Arrange the entries below as a two-column CSV with the headers "instruction" and "points", one row per entry. Put each entry's text and its answer in one quoted field apiece, with line breaks replaced by spaces, and leave out the pictures.

_ _ _ _ _

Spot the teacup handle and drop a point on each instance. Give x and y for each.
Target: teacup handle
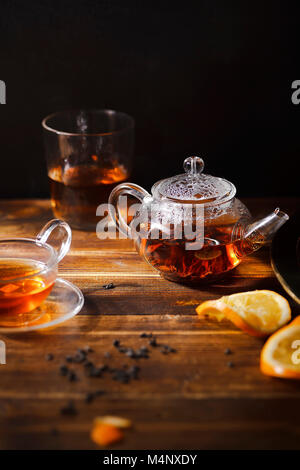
(114, 208)
(65, 240)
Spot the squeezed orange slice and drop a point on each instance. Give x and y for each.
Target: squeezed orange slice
(258, 313)
(280, 356)
(106, 434)
(107, 429)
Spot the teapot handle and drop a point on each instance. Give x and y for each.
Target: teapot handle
(114, 205)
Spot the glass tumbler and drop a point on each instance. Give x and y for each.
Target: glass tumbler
(88, 153)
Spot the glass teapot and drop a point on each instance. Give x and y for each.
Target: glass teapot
(191, 228)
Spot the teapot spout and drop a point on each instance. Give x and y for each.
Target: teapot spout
(261, 232)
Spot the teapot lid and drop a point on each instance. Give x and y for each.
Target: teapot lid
(194, 186)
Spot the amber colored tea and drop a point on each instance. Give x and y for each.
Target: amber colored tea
(77, 191)
(24, 284)
(218, 255)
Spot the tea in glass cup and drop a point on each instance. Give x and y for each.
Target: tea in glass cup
(28, 270)
(88, 153)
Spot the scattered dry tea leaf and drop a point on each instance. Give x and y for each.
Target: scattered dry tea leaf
(105, 434)
(113, 421)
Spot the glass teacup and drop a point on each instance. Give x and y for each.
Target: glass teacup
(28, 270)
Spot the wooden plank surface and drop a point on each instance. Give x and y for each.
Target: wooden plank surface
(189, 399)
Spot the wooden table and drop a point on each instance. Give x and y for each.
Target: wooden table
(187, 400)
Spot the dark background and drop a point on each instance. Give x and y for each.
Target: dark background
(211, 78)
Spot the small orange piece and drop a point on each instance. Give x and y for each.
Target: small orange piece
(258, 313)
(280, 356)
(106, 434)
(8, 288)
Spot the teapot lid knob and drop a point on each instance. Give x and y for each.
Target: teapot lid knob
(193, 166)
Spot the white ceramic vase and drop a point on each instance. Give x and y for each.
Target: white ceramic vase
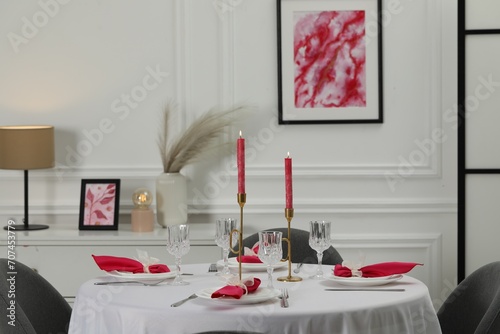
(171, 199)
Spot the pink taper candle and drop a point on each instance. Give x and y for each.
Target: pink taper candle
(240, 150)
(288, 182)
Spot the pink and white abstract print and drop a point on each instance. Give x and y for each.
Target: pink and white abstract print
(329, 59)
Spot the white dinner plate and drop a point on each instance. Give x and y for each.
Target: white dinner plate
(251, 266)
(140, 276)
(365, 281)
(259, 296)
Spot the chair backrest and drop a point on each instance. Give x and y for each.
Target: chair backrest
(301, 251)
(39, 307)
(474, 305)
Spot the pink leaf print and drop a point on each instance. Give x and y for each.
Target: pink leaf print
(98, 199)
(106, 200)
(99, 214)
(330, 59)
(90, 195)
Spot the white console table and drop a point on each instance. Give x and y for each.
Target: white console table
(62, 253)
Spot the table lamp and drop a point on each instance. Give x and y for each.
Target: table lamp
(142, 215)
(27, 147)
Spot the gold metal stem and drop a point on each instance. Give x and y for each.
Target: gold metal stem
(289, 278)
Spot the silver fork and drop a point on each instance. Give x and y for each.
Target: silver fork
(129, 282)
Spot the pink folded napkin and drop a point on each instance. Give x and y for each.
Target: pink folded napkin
(109, 263)
(250, 255)
(375, 270)
(236, 291)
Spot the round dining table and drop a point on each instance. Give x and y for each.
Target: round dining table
(402, 306)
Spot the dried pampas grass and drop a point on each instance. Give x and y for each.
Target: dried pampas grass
(200, 138)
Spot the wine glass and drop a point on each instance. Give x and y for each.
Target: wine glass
(319, 240)
(270, 252)
(178, 245)
(223, 228)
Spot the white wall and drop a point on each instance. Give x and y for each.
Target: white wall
(389, 189)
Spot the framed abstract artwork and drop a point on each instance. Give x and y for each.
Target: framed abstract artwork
(99, 204)
(329, 61)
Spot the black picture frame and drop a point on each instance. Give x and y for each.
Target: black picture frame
(305, 92)
(99, 204)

_ _ _ _ _

## RESULT FOR THIS EXERCISE
instruction,points
"Spot the teacup handle and drop a point on each instance. Give x and y for each. Target: teacup handle","(114, 208) (65, 240)"
"Spot the squeezed orange slice and drop a point on each instance. Give x and y for each. Target: squeezed orange slice","(258, 313) (280, 356) (106, 434) (107, 429)"
"Spot the teapot handle and drop a point on each instance. Give x and y for each. Target: teapot handle","(114, 205)"
"Spot the glass tumbler and drop a point on each instance. Give x and y for each. Target: glass tumbler","(88, 153)"
"Spot the glass teapot and drop a point on each instance. Give x and y for each. Target: glass teapot","(191, 228)"
"Spot the teapot spout and drop a point on each instance. Give x and y for each. Target: teapot spout","(261, 232)"
"Spot the teapot lid and drop a point on each instance. Give x and y for each. Target: teapot lid","(194, 186)"
"Spot the amber colored tea and drop a point on each instance. Give x and y for each. Target: amber colored tea","(77, 191) (24, 284) (218, 255)"
"Spot the tea in glass cup and drop a point on each instance. Give x and y for each. Target: tea in glass cup","(28, 270) (88, 153)"
"Spot the scattered dry tea leaf and drop a point on each instance. Give x and y for each. Target: scattered dry tea leaf","(105, 434) (113, 421)"
"Spot the glass teacup and drop a point on each instance. Give x and y for each. Target: glass teacup","(28, 270)"
"Spot the wooden plank surface and drop a point on each instance. Give x and y for each. Target: wooden plank surface","(189, 399)"
"Spot the wooden table and drop a point on each instance. Give x and y for each. Target: wooden table","(187, 400)"
"Spot the dark background and drop a point on each instance. Give x and y for each. Target: dark background","(211, 78)"
"Spot the small orange piece and drop a point on each instance. Give x and y for each. Target: small orange piece","(258, 313) (280, 356) (106, 434) (8, 288)"
"Spot the teapot lid knob and drop a point on each instance. Give x and y for each. Target: teapot lid knob","(193, 166)"
"Spot the white ceramic vase and drop a point on each instance. Give x and y for each. Target: white ceramic vase","(171, 199)"
"Spot the pink taper candle and drop a point on each instance. Give x and y for each. Target: pink taper candle","(240, 150) (288, 182)"
"Spot the pink and white abstract print and drop a point on each instance. Give x and y for each. Target: pink and white abstract print","(329, 59)"
"Spot the white dinner plate and drop a point on each instance. Give x and y for each. Target: white dinner plate","(251, 266) (140, 276) (365, 281) (259, 296)"
"Spot the chair backrest and drop a point on each instance. Give x and y for each. Target: chair backrest","(301, 251) (39, 307) (474, 305)"
"Spot the pink leaf print and drop a point on each instance. Give x and y for each. Target: pink leaf print","(98, 199) (106, 200) (99, 214) (330, 59) (90, 195)"
"Spot the white console table and drop a point on each instance. Give x and y for each. Target: white console table","(62, 253)"
"Spot the table lamp and drop a point on each instance. Give x and y for each. Target: table lamp","(142, 215) (27, 147)"
"Spot the gold metal stem and drop a point on each instance. Give x and y for each. Target: gold metal stem","(289, 278)"
"Spot the silver fork and drop a point on each instance. Give x and y for each. Target: silver fork","(129, 282)"
"Spot the pink folded napkin and drop a point on each instance. Give x and y for each. Target: pink folded napkin","(109, 263) (250, 255) (375, 270) (236, 291)"
"Spot the round dining table and drop a point on each instance. Give x and y for each. Target: round dining table","(402, 306)"
"Spot the dried pampas grass and drop a point on each instance. Give x and y for each. Target: dried pampas grass","(200, 138)"
"Spot the wine glass and drop a point on each instance. Give x and y for each. Target: wine glass","(319, 240) (270, 252) (178, 245) (223, 228)"
"Spot the white wall and drop a point on each instance. Give x and y for each. Target: white wall","(389, 189)"
"Spot the framed abstract artwork and drop a point on each instance. Give x and y for each. Target: framed abstract artwork","(99, 204) (329, 61)"
"Spot the black picture frame and drop a point on each instance. Give x and y for each. Target: black picture frame","(305, 92) (99, 204)"